● **What needs to be done**
Render the material as a Markdown table with the columns Row and Line, numbering each line and leaving out blank ones. Begin at the line that has "Detect crowd of" and stop after the line that has "0 70 194 233"; include nothing outside that span.

● **Dataset records**
* * * * * * *

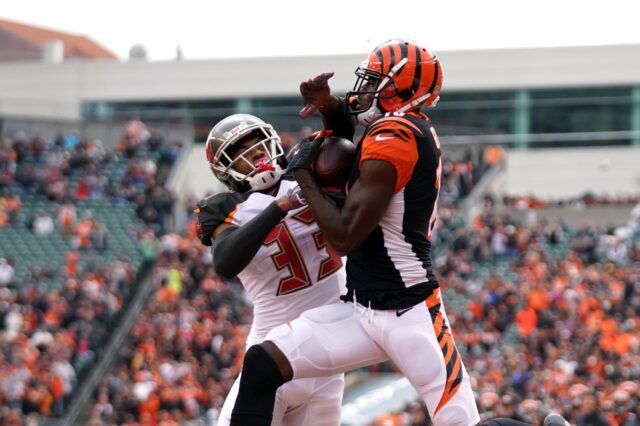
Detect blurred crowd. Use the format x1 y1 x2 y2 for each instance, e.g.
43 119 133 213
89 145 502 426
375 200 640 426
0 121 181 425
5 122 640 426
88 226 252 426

* * * * * * *

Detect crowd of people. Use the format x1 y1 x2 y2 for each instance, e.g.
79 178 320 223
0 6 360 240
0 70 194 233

* * * * * * *

● **Solved problem**
| Row | Line |
|---|---|
| 1 | Detect crowd of people. Use the format x1 y1 x2 y2 for each instance, e.g. |
| 2 | 79 178 320 223 |
| 3 | 0 6 360 240 |
| 4 | 0 70 194 233 |